**Directions**
**1.** In the text on training survey enumerators, what is used to number the chassis of every phone?
**2.** Pick up the text on training survey enumerators right after its final sentence and keep writing.

***** Document text *****

Working in the field, we split into teams of 8 enumerators plus one driver plus one investigator. If you have three investigators, you can have three teams of 8 people in three mini-vans, so you can train 24 people at one time. There is no point in having more androids than that, but you might want to train a couple of extra people in case someone drops out, gets fired, or who-knows-what.

First Things First

Start with the basics. Don't even bring in the Androids for the first couple days. You want to get down to business so that people know what they are in for, so you can skip the philosophy, history, and theory. Break out the survey on paper and read through it together, out loud, from beginning to end. Let everyone take a question and go around the room, that way, everyone is involved.

Explain how questions are asked. The Enumerator is impartial, he/she must ask the question without passing judgment. The enumerator must not make interpretation of the answer. Get a straight answer, record it. Really, this is a learned skill. Before you ever got this far, you had your survey translated into local language and did several passes of translation, back translation. Hey, we found out that the first pass was all in the familiar tense when it really needed to be in the formal tense. You need to catch that kind of thing before training, but when you go through the survey in the local language, you will have a large group of people who might have something to say about fine shades of meaning and they can use this opportunity to familiarize themselves with the survey and improve it at the same time.

Also, it makes them feel a sense of involvement and ownership. Sango is an unwritten language. It can be written, of course, but there is not formal written Sangho, there are no Rules. So, people struggle to read their native tongue because it is the first time they have seen it written. A survey about peace and reconciliation has some high fallooting ideas in it, and translating that into a language that doesn't have a word for "CD player" can be a challenge.

Do Androids Dream...

Until everyone has familiarity with the survey questions and with the methodology of sampling and interviewing, do not break out the Androids. You will just confuse and distract people with your stupid gear. It's not about the gear, it's about the data. You get good data by asking good questions, so first, get to that point.

Now, break out the Androids. It's exciting. You're like a 50 foot santa claus with an elastic sack. Here comes a moment of fear. You are handing out dozens of pocket gizmos that are worth as much as people make in a year. You want to make sure you get them back. See above, the paragraph about hiring carefully.

To make sure that people take possession with an understanding of the gravity of losing these devices, we make everyone sign their Androids out at the beginning of every day and back in at the end. No one goes home with an Android. Use fingernail polish to number the chassis of every phone and assign the same phone to the same person everyday.

We lecture them on how important it is to never leave it lying around, never put it on the desk and walk away, even during training. Someone always forgets the first day and you will see a phone sitting on the desk, unguarded. Pocket their android and wait for the theft to be discovered. Then give them a mild and amusing tongue lashing in front of the whole class. It's embarrassing for the enumerator, but you are saving someone the future embarrassment of losing one, because everyone will take it more seriously. You are saving yourself the embarrassment of explaining to your funders why you need to buy more Androids mid-survey. Give them soft slipcovers with neck straps so they can wear them under their shirts in the field.

***** Data provided *****

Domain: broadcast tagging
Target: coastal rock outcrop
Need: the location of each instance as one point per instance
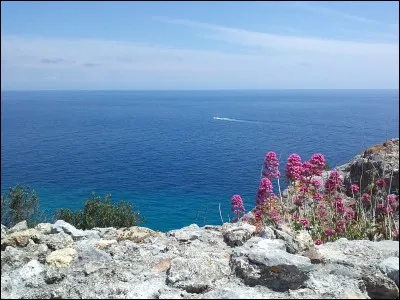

*****

**Answer set**
**1.** Fingernail polish.

**2.**
Giant Androids Crush Africa

Actual training on the use of the Android with ODK for data collection is pretty straightforward.

First, familiarize them with the hardware. Teach them to use the Android by going through all the hardware buttons and basic functions. Nothing is too simple to be explained, give people confidence so that when it comes time to take data it will be second nature. You will be well served to have a projector. Run the Eclipse Android Emulator so that you can show them how it's done. Have one person running the laptop and another presenting. The presenter can interact with the projection like it's a real Android, clicking on buttons and swiping the screen and the second person can run the emulator to create the illusion of a giant working Android.

Your enumerators should follow along with you and do a series of exercises so that they know what every button does and does not do and how to start and stop software and how to recover from errors. You want things to go wrong in training so that you can fix them. Treasure the challenge, your enumerators will screw things up in ways you could never think of, and it gives you the chance to train them to deal with it. It never occurred to me to worry about what to do when someone drops the phone and the battery flops out, crashing the whole survey. Even if the solution is to start all over because you lost your data, as long as you train people in this way, you have overcome the issue.

Turn it off, turn it on, crank the volume, hit the home button, put it to sleep, wake it up, swipe the screen, short press, long press, pop the keyboard up and down. Work that thing like a two dollar mule until everyone feels comfortable with it.

Create an example form

Only now are you ready to ODK. I have a custom icon, and I clear all other icons off the screen, and as I am running Cyanogen mod, my home screen is five screens wide, I put the icon on every screen. There is no reason to make them open the apps panel and no reason they should ever suffer from lack of access to the program.

Do every step multiple times, and have the enumerators hold up their phones and show you the results. People don't ask questions if they don't have to, so interject yourself into their operation and help them on an individual level. It helps to have more than one teacher in the room.

Don't use your real survey off the bat. I create an example form with each type of question, and some skip logic. It's called Chaque Matin, which means Each Morning, and we use it every morning to warm up, and to get a good GPS fix for the day. You have to refresh your GPS almanac data so that you get a good fast fix when it's time to do an actual survey. In the training, we use this form to warm up the crew.

Teach them to load the survey, my real survey is huge and never loads in less than 29 seconds, so it is good to have a small form for quick loading practice in the beginning. Use the projector and run through the form with everyone following along. Explain the difference between Text Input, Numeric Input, Single Choice, and Multiple Choice. Explain skip logic by example. Run through the example form several times. Take a break, have a croissant and a coffee.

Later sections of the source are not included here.